* Start *

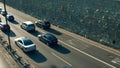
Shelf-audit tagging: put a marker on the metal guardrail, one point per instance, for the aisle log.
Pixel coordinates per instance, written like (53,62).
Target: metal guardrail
(14,54)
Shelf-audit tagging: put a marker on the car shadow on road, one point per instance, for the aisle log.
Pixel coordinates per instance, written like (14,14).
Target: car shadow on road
(36,56)
(54,31)
(60,49)
(14,22)
(35,33)
(12,34)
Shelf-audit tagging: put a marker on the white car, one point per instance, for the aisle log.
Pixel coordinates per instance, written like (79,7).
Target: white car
(25,44)
(28,26)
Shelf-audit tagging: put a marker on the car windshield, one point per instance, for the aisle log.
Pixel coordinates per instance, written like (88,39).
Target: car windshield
(31,25)
(50,37)
(27,42)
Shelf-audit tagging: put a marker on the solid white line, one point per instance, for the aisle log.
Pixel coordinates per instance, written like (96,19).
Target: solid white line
(61,59)
(88,54)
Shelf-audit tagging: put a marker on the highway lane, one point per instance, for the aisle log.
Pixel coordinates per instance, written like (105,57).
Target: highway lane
(72,52)
(75,59)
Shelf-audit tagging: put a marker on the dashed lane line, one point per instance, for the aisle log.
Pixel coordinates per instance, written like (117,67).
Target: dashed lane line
(88,54)
(62,59)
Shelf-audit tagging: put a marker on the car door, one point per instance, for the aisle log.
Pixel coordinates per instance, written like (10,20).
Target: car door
(45,39)
(24,26)
(20,43)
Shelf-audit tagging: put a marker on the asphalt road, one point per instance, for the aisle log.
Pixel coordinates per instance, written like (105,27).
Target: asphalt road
(71,50)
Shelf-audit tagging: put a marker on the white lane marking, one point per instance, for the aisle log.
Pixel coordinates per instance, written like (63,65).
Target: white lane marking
(88,54)
(61,59)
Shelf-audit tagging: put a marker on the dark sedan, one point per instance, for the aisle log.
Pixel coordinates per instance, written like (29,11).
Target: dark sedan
(4,27)
(48,39)
(10,17)
(43,24)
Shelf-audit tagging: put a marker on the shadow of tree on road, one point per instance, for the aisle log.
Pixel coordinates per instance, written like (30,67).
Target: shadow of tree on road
(36,56)
(54,31)
(60,49)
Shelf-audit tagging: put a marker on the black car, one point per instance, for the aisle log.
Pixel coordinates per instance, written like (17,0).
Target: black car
(4,27)
(43,24)
(3,12)
(48,39)
(10,17)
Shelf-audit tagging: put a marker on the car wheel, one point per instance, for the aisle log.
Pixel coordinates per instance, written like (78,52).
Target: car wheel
(16,43)
(21,26)
(47,43)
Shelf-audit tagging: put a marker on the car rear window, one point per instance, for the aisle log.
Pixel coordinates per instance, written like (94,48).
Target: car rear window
(50,37)
(27,42)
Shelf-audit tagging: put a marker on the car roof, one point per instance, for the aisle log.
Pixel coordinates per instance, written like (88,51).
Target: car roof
(50,36)
(24,38)
(28,22)
(9,15)
(2,23)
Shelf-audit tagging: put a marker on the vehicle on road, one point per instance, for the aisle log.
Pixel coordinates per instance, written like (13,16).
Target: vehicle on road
(0,9)
(28,26)
(48,39)
(4,27)
(25,44)
(3,12)
(10,17)
(44,24)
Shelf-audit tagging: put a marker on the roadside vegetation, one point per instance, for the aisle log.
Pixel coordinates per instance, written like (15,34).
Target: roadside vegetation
(98,20)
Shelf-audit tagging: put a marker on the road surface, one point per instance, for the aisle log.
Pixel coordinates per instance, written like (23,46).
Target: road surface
(72,50)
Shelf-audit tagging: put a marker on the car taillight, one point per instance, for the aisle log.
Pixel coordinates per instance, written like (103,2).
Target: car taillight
(26,48)
(35,46)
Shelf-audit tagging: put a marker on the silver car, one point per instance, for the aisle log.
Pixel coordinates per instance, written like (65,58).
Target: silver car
(25,44)
(28,26)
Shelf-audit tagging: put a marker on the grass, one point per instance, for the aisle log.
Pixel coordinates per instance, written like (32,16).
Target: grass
(98,20)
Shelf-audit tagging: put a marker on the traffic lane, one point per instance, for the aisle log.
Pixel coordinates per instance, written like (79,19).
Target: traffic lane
(42,48)
(79,56)
(69,49)
(90,49)
(3,63)
(66,36)
(28,17)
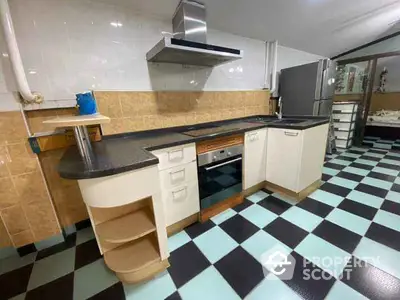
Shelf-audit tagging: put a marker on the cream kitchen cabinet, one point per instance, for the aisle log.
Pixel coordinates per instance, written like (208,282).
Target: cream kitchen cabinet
(178,181)
(295,157)
(255,154)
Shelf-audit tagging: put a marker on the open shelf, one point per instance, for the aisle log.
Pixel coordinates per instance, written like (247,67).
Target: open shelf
(134,256)
(127,228)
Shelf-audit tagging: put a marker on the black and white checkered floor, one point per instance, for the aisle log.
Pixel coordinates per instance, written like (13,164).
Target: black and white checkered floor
(353,220)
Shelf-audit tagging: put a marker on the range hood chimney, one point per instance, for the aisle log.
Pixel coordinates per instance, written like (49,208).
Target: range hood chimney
(189,44)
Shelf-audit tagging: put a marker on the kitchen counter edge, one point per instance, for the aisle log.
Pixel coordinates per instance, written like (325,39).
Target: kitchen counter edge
(137,149)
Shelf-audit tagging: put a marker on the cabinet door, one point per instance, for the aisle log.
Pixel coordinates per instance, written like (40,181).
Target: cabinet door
(283,157)
(255,146)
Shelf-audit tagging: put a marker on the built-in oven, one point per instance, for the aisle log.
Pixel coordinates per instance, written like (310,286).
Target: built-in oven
(220,175)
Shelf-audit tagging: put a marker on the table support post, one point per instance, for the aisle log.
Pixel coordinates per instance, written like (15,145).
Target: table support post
(83,143)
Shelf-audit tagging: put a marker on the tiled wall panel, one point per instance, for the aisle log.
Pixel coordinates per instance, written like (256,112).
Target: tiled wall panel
(136,111)
(25,206)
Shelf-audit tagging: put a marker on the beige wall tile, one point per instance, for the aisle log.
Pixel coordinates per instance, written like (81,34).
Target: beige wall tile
(152,110)
(235,99)
(134,124)
(130,104)
(41,219)
(5,240)
(108,104)
(114,127)
(4,160)
(203,117)
(21,161)
(31,186)
(12,128)
(23,238)
(8,194)
(14,219)
(202,101)
(261,98)
(249,98)
(152,122)
(36,118)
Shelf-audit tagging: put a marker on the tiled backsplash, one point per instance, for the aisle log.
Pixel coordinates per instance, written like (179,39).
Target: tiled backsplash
(136,111)
(71,46)
(25,206)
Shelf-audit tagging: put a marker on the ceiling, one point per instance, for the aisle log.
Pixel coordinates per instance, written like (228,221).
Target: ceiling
(324,27)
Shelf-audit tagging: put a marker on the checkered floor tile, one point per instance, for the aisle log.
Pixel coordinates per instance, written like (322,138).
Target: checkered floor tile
(353,218)
(376,142)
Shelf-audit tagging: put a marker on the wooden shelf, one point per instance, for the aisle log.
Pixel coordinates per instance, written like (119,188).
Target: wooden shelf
(127,228)
(134,256)
(70,121)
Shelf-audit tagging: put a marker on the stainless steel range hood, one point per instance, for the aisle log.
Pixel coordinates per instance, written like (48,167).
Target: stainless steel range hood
(189,44)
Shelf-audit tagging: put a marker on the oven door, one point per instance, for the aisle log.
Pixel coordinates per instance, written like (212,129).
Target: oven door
(220,180)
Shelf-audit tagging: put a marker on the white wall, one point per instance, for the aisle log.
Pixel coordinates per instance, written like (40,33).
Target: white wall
(289,57)
(385,46)
(393,77)
(70,46)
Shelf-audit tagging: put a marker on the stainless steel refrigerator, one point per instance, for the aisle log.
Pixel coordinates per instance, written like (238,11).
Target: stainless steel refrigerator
(308,89)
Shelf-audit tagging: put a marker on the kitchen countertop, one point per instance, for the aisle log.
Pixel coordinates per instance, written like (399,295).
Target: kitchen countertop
(125,152)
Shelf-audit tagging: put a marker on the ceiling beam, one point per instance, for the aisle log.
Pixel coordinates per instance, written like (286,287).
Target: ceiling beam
(367,45)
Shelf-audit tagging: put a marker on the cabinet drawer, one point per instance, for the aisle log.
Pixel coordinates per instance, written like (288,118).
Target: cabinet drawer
(252,136)
(344,143)
(343,117)
(181,202)
(175,156)
(284,157)
(344,134)
(344,107)
(176,176)
(344,126)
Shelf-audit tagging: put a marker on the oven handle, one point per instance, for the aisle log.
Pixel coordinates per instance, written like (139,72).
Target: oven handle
(223,164)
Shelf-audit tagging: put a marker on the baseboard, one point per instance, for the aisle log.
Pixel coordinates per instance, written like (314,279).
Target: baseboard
(214,210)
(179,226)
(253,189)
(293,195)
(144,274)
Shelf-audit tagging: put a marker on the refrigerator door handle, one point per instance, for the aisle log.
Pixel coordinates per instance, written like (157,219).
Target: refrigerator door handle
(319,81)
(316,108)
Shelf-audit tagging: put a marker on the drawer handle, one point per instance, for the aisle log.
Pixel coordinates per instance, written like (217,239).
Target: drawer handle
(179,194)
(175,155)
(174,176)
(253,137)
(291,133)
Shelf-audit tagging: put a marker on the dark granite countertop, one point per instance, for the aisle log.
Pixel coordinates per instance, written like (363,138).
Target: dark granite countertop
(124,152)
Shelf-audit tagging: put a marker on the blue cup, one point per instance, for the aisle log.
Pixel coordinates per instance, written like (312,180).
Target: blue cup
(86,104)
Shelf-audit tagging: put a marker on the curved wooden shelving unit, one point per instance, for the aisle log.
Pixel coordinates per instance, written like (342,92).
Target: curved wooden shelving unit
(136,261)
(127,228)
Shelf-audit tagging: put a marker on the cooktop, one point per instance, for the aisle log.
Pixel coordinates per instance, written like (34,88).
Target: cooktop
(208,131)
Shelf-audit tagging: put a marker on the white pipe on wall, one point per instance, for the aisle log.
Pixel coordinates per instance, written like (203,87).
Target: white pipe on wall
(266,71)
(274,72)
(15,56)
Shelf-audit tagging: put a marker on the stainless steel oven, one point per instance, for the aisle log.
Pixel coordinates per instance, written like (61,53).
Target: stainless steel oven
(220,175)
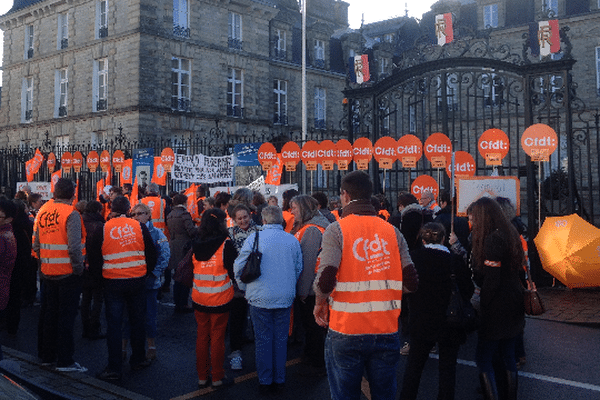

* End *

■ **CHALLENGE**
Pull out every line in the items above that contains the word "asphalt", copying each line in full.

■ **OUTPUT FOR THIS TASK**
Shelf-audit tagging: put a marker on the asphalt road, one point per instance, for the aisle log.
Target: asphalt road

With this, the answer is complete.